Material provided:

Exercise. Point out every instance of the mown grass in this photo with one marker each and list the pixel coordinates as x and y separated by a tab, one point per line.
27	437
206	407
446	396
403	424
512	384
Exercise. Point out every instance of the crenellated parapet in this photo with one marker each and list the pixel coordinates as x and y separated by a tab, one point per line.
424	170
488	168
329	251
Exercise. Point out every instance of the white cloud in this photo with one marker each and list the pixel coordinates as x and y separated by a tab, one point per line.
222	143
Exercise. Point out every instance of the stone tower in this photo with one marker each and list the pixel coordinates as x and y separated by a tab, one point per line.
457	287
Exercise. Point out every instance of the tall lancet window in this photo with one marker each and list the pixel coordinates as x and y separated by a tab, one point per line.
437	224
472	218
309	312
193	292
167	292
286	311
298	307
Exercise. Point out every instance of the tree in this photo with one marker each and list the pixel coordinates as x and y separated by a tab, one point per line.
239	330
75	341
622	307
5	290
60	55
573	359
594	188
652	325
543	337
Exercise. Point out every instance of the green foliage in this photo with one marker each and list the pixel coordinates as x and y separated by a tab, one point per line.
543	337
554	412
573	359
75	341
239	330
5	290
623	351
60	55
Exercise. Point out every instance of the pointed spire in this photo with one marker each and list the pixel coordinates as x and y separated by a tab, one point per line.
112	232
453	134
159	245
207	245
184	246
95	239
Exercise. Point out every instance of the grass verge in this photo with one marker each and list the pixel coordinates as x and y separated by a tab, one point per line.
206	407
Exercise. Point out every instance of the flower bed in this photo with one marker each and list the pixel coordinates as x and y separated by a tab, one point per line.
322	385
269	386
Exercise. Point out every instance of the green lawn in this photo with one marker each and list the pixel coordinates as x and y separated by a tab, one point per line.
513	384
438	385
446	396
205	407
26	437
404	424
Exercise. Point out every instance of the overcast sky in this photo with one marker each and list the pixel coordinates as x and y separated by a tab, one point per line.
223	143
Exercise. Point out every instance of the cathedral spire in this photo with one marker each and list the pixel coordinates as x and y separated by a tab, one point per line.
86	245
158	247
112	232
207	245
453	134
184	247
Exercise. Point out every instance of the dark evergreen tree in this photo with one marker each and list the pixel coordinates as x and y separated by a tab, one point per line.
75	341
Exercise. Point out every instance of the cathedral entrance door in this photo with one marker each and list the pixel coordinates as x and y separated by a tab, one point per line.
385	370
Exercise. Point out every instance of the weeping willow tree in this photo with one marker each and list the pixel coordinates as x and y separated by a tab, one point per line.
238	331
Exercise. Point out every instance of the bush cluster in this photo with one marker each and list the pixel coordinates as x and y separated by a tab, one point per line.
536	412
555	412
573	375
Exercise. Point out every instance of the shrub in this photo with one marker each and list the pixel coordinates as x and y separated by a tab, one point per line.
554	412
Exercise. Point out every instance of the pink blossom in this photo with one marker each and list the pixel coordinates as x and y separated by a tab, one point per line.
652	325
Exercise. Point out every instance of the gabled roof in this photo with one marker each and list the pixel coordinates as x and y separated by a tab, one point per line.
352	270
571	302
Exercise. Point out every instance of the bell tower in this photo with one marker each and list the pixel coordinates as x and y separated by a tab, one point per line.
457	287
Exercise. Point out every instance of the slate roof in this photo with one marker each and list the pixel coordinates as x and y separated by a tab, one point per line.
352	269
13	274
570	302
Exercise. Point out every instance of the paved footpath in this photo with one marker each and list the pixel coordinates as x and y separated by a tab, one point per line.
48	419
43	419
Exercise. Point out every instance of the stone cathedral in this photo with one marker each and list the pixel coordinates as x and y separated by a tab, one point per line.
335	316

Aim:
Please update the records starting with the line containing "Exercise. Point out every instance of the weeping" and going on through the end, changing "slate roof" to "tiled roof" and leaving everything else as it is.

Answer to this task:
Exercise. Point out every instance of the weeping willow tree in this photo with one marker each and list the pixel coordinates as x and y separated by a tab, one point per line.
238	331
Exercise. Point out every instance of the bush cluster in this photo with one marker each and list the pixel coordinates as x and y separated by a tab, one point per line.
536	412
555	412
573	375
Exercise. Point out every instance of the shrub in this photo with one marker each and list the pixel coordinates as x and y separated by a tab, one point per line.
554	412
Exercise. Point out every instance of the pink blossom in this photo with one marker each and list the pixel coordinates as x and y separated by a tab, one point per line.
652	325
Exercise. Point out every instance of the gabled roof in this photo with one marker each and list the pixel coordinates as x and y separated by a tab, one point per line.
352	270
571	302
Exercise. Point out every instance of the bell tower in this photo with one marker each and list the pixel coordinates as x and y separated by a tab, one point per line.
457	287
Exercise. Point out every instance of the tiled roof in this photo with one marker each and list the pixel coordinates as x and y separated by a tab, one point per line.
352	269
13	274
570	302
Exercise. Point out every instance of the paved footpath in this photo with one marker each and list the pixel coordinates as x and y separated by a tab, one point per line.
48	419
43	419
Exercise. Point out every instance of the stone cathedral in this photo with one marker each and list the pixel coordinates as x and y separated by a tab, one point per line.
335	316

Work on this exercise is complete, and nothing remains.